__OBJECTIVE__. Copy each of the following records word for word, with nothing changed.
start
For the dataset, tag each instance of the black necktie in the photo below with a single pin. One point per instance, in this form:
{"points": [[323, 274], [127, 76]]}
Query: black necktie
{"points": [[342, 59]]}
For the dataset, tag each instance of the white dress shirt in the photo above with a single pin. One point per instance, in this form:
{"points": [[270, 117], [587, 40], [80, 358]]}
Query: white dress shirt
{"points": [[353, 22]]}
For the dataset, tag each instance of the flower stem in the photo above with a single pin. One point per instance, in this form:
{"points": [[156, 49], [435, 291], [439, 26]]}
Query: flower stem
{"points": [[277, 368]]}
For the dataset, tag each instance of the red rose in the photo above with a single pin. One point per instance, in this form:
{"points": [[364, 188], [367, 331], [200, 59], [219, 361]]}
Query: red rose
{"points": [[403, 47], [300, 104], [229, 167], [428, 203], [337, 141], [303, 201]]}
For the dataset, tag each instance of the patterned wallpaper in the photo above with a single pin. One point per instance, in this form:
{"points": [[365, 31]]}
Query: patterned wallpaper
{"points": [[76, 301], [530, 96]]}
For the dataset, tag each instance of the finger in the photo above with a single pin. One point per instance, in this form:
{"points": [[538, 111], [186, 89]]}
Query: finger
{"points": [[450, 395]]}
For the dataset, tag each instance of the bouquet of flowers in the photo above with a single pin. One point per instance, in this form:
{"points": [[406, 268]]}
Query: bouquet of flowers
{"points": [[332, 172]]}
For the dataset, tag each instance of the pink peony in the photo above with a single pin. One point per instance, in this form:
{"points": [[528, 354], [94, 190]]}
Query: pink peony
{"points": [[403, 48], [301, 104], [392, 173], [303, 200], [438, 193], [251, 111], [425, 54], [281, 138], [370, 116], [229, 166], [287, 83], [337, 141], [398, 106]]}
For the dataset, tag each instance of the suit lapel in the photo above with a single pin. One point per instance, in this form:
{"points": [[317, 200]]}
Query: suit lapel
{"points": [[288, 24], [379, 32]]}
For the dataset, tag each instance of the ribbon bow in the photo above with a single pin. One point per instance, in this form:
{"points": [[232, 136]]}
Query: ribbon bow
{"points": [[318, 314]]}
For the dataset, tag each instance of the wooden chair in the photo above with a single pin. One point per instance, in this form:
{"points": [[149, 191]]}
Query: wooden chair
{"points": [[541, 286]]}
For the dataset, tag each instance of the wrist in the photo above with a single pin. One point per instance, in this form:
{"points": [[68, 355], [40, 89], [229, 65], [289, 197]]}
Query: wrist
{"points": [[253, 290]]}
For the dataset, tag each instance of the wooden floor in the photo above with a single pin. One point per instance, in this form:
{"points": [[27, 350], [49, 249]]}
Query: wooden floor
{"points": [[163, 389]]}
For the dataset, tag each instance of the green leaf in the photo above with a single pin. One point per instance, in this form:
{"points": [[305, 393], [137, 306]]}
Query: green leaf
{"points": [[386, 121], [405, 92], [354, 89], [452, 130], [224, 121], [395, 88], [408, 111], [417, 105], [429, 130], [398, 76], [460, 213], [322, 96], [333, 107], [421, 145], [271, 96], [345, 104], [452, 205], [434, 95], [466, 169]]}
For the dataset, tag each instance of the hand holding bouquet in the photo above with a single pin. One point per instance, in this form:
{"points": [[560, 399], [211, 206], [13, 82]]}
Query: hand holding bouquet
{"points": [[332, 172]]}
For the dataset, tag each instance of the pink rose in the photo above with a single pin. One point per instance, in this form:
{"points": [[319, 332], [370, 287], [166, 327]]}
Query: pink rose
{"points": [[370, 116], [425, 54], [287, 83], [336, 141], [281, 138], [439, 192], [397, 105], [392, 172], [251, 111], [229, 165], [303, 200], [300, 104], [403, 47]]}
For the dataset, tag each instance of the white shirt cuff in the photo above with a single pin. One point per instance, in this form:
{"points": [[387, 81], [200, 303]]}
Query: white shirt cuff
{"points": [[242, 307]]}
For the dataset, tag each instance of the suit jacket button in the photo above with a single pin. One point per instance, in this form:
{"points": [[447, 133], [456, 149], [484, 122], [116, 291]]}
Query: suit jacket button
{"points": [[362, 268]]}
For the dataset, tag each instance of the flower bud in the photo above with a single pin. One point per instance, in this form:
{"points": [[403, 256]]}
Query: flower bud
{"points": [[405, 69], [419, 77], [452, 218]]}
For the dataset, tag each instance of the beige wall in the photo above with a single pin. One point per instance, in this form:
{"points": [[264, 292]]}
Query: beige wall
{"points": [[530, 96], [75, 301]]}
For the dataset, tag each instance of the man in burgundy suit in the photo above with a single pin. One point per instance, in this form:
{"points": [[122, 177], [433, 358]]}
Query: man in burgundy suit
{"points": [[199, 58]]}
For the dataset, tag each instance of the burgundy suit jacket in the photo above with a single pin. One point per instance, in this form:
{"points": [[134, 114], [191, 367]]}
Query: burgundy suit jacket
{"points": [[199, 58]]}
end
__WRITTEN SOLUTION__.
For the dataset, tag each instance of the black necktie in the photo below with a single pin. One point per instance, in this form:
{"points": [[323, 274], [127, 76]]}
Query: black necktie
{"points": [[342, 59]]}
For the dataset, tag each instance of the white dress shirt in the photo above with a single pin. One point per instance, in this form:
{"points": [[270, 117], [587, 40], [80, 358]]}
Query: white dress shirt
{"points": [[353, 22]]}
For the dataset, tag each instance of the flower stem in the photo above with a single pin. One point per instance, in this form:
{"points": [[156, 49], [435, 291], [439, 26]]}
Query: flower stem
{"points": [[277, 368]]}
For the dataset, tag each instance of the red rose in the photo above with a single pin. One point per instance, in this form:
{"points": [[364, 188], [367, 331], [200, 59], [219, 361]]}
Query: red rose
{"points": [[403, 47], [300, 104], [229, 167], [428, 203], [337, 141], [303, 201]]}
For the dataset, tag each instance of the patterned wallpaper in the photo above with a single pin. One point per instance, in this form:
{"points": [[365, 31]]}
Query: patterned wallpaper
{"points": [[76, 301], [530, 96]]}
For the dataset, tag each instance of the finger in the photo above with a single pin. One point per instance, in this form:
{"points": [[538, 111], [186, 89]]}
Query: finger
{"points": [[450, 395]]}
For the dataset, tag each instance of the bouquet of flowers in the photo above with a single pin. One point per instance, in this form:
{"points": [[406, 268]]}
Query: bouquet of flowers
{"points": [[332, 172]]}
For the dataset, tag each instance of the pink peony in the photo above with a single pin. One point per instance, in this form:
{"points": [[528, 354], [94, 190]]}
Query: pink peony
{"points": [[403, 48], [301, 104], [392, 173], [303, 200], [438, 193], [251, 111], [425, 54], [281, 138], [370, 116], [229, 166], [287, 83], [337, 141], [398, 106]]}
For the dataset, tag each instance of the suit lapel in the photo above with a single pin. One point per instance, in this form:
{"points": [[317, 200]]}
Query: suit lapel
{"points": [[288, 24], [379, 32]]}
For the dataset, tag each instance of the ribbon bow in the photo above with a single pin. One point per instance, in this form:
{"points": [[232, 136]]}
Query: ribbon bow
{"points": [[318, 314]]}
For the dataset, tag each instance of the wooden chair in the photo above with a single pin. One point per instance, in this form:
{"points": [[149, 191]]}
Query: wooden chair
{"points": [[541, 286]]}
For the dataset, tag each instance of the wrist in the photo above with a single pin. One point per instance, in this form:
{"points": [[68, 355], [40, 89], [229, 65], [289, 197]]}
Query: wrist
{"points": [[253, 290]]}
For the dataset, tag each instance of the wooden floor in the photo above with a single pin. One point per instance, in this form:
{"points": [[27, 350], [49, 249]]}
Query: wooden floor
{"points": [[163, 389]]}
For the dataset, tag each instance of the green leaf in the photo above with a single pin. One point per instance, in this form:
{"points": [[305, 393], [137, 306]]}
Query: green leaf
{"points": [[386, 121], [405, 92], [354, 89], [452, 130], [224, 121], [395, 88], [408, 111], [417, 105], [429, 130], [398, 76], [460, 213], [322, 96], [333, 107], [421, 145], [271, 96], [345, 104], [452, 205], [434, 95], [466, 169]]}
For the dataset, tag each instance of the hand holding bouquet in the photo above with a single pin. One point per instance, in this form:
{"points": [[560, 399], [211, 206], [13, 82]]}
Query: hand holding bouquet
{"points": [[332, 172]]}
For the dataset, tag each instance of the pink rose in the photo above with a single pin. One point per instance, in this form:
{"points": [[319, 332], [370, 287], [166, 327]]}
Query: pink rose
{"points": [[370, 116], [425, 54], [287, 83], [336, 141], [281, 138], [439, 192], [397, 105], [392, 172], [251, 111], [229, 165], [303, 200], [300, 104], [403, 47]]}
For the dataset, tag each instance of the white shirt cuff in the photo above with a single pin. One point per instance, in this form:
{"points": [[387, 81], [200, 303]]}
Query: white shirt cuff
{"points": [[242, 307]]}
For the dataset, tag each instance of the suit jacket button in the photo above with a single pin. One point per instance, in this form:
{"points": [[447, 133], [456, 149], [484, 122], [116, 291]]}
Query: suit jacket button
{"points": [[362, 268]]}
For the dataset, tag each instance of the flower bud in the photo above with a single pin. One point per instance, in this form:
{"points": [[403, 256]]}
Query: flower bud
{"points": [[405, 69], [419, 77], [452, 218]]}
For the dataset, tag each instance of the beige wall in the photo above with a single pin. One point per instance, in this form:
{"points": [[264, 292]]}
Query: beige wall
{"points": [[530, 96], [75, 301]]}
For the dataset, tag each instance of the man in burgundy suit in the photo above with a single pin. One point per instance, in this form:
{"points": [[122, 177], [433, 358]]}
Query: man in burgundy suit
{"points": [[199, 58]]}
For the dataset, tag each instance of the burgundy suit jacket in the photo above with a single pin. One point per instance, in this form:
{"points": [[134, 114], [191, 367]]}
Query: burgundy suit jacket
{"points": [[199, 58]]}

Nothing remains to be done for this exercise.